** Start of MATERIAL PROVIDED **

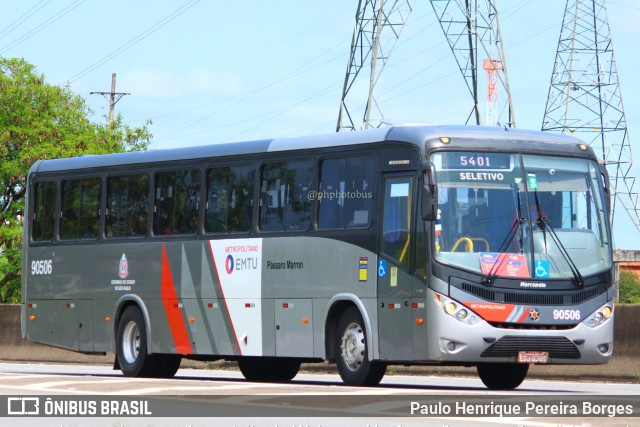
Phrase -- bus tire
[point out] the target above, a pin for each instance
(269, 369)
(352, 352)
(131, 345)
(502, 376)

** End of MATERIAL PROVIDED **

▶ **EXERCISE DIRECTIONS**
Write out all the data again with "pin" swapped for "marker" and nothing else altered, omitting the pictures.

▶ **FINISHED TASK**
Phrase -- bus tire
[point out] the target above, a marker for each instance
(269, 369)
(352, 352)
(131, 345)
(502, 376)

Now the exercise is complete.